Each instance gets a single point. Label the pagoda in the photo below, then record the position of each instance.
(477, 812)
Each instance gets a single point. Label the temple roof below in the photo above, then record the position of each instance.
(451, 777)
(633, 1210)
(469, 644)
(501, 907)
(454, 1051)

■ Goal
Render the rows above as a two-column CSV headed input and output. Give one line per row, with its text under input and its answer under output, each wrapped in double quotes and with any line breaks changed to spaces.

■ Response
input,output
"Each instance gets a single point. Label the pagoda in the photo below, then record the position of each instance.","(477, 812)"
"Each instance gets a single point. Label the temple roof below in the photo above, then record the position of each instance.","(451, 777) (633, 1210) (469, 644) (501, 907) (454, 1051)"